■ ACTIVITY ■
Transcribe every record exactly.

___ EXTRACTED RECORDS

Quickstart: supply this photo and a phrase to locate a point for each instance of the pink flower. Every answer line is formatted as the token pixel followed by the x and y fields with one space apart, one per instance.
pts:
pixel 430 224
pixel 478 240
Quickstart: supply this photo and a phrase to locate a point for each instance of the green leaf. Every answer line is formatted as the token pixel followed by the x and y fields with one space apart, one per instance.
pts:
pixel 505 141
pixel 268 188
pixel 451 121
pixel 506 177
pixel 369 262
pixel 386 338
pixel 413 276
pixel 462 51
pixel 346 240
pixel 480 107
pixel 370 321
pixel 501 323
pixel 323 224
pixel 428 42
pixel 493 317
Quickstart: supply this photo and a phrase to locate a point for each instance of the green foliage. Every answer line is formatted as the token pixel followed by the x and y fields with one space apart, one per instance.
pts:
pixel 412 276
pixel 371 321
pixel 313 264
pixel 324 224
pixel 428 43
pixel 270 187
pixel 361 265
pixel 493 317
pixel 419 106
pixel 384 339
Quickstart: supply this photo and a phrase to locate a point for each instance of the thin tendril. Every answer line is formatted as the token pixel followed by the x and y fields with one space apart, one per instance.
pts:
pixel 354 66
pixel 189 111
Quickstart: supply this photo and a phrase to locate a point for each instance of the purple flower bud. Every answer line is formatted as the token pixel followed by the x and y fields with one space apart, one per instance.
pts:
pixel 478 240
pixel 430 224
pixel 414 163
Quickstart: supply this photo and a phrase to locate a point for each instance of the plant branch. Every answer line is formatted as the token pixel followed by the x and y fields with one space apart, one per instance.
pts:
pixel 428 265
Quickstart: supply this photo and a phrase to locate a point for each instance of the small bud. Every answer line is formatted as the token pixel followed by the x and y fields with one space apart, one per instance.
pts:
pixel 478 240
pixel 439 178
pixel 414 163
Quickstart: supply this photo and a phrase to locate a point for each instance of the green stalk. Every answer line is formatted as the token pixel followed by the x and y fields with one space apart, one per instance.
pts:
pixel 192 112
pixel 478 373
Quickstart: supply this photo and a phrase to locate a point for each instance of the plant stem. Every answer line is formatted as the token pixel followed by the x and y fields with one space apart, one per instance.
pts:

______

■ ANSWER BELOW ■
Quickstart: supply this photo and a phrase to locate a point for each instance of the pink flower. Every answer line is formatted as the token pixel followed by the x and y fields with one space apart, one per instance.
pts:
pixel 430 224
pixel 478 240
Quickstart: supply this photo and a phrase to locate a point for each instance of the green leaf. Every answer line is formatted as the token pixel followed by the x and y fields with one space apart, one per instance.
pts:
pixel 505 141
pixel 268 188
pixel 451 121
pixel 506 177
pixel 369 262
pixel 386 338
pixel 413 276
pixel 462 51
pixel 346 240
pixel 480 107
pixel 370 321
pixel 501 323
pixel 323 224
pixel 428 42
pixel 493 317
Quickstart: supply this photo and a phrase to locate a point for each instance of the green foliage. Every answer line is formatted as the token pixel followed by the x and y fields with one space apart, one per instance.
pts:
pixel 412 276
pixel 371 321
pixel 313 264
pixel 324 224
pixel 428 43
pixel 270 187
pixel 361 265
pixel 493 317
pixel 419 106
pixel 384 339
Quickstart: supply this photo and a phrase to locate a point for each instance of the thin tendril. Every answer line is formatted as the token pixel followed by the x and y fields with one space apart, one per instance.
pts:
pixel 354 66
pixel 189 111
Quickstart: supply this photo and a phrase to locate a point for each instance of the purple flower bud. Every answer line is formatted as the token pixel followed by the x and y fields with one space apart, one per instance.
pts:
pixel 478 240
pixel 430 224
pixel 414 163
Quickstart: supply this photo and a phrase to locate a point for each instance of the plant branch. Every answer line is formatted as the token pixel followed by the x and y fields with one space apart, one per instance.
pts:
pixel 428 265
Quickstart: supply this photo and a phrase to locate a point for each instance of the small bud. Every answer line is formatted as the token pixel followed by the x and y fields with one space apart, one per instance.
pts:
pixel 478 240
pixel 439 178
pixel 414 163
Quickstart: supply this photo and a phrase to locate a point for each instance of the green stalk. Every answer line is formatted as the token pixel followed by the x and y fields with one space apart, one per instance.
pts:
pixel 192 112
pixel 478 373
Quickstart: supply this photo and a phrase to locate a point for each instance of the plant stem. Every answer line is formatted as the token pixel followed by the x and y fields with one space apart, one per instance.
pts:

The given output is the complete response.